- **TRY IT**
Write out the entries, please, from the line containing "Question: Can you locate the bush" through their final line, exactly and with nothing else.

- **MATERIAL PROVIDED**
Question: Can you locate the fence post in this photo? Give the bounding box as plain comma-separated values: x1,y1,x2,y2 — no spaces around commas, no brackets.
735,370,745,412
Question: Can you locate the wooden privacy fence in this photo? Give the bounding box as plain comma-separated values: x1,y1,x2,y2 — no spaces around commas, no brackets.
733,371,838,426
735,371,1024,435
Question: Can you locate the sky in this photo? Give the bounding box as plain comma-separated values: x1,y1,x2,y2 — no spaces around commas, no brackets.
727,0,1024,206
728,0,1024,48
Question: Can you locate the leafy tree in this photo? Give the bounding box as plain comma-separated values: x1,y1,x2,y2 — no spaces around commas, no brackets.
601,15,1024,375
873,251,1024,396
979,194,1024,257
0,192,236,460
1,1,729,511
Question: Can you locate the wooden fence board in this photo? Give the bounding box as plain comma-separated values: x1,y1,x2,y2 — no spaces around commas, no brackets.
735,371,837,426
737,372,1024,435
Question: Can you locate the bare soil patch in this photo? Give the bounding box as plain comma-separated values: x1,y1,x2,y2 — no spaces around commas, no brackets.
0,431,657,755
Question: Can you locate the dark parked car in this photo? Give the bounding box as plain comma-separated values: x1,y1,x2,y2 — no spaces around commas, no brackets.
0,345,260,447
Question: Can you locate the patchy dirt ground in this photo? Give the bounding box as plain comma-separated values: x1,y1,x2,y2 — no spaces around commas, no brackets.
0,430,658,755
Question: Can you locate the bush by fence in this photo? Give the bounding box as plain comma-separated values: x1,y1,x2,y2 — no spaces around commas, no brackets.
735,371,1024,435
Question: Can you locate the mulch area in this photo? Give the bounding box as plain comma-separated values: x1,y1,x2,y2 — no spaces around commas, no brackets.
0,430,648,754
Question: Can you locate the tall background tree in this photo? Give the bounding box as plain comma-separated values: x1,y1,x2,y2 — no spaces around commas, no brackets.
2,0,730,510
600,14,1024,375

- **TASK RESULT**
Question: Can you locate the bush by fence in this photo? Give the bounding box as plain comma-separated values: x1,y1,x2,y2 — no spaces around commas, no brackets.
735,371,1024,435
Question: Can you locate the mulch area in this photo? Give the bounding box as plain comma-separated values: x1,y1,x2,y2 — no spaces around commas, no brackets.
0,430,648,754
Question: Can you locate the tall background tree in this photo? Give the bounding box as plain comma-separated values: x1,y1,x2,y2 — no spaces around commas, no brackets.
2,0,730,510
600,14,1024,375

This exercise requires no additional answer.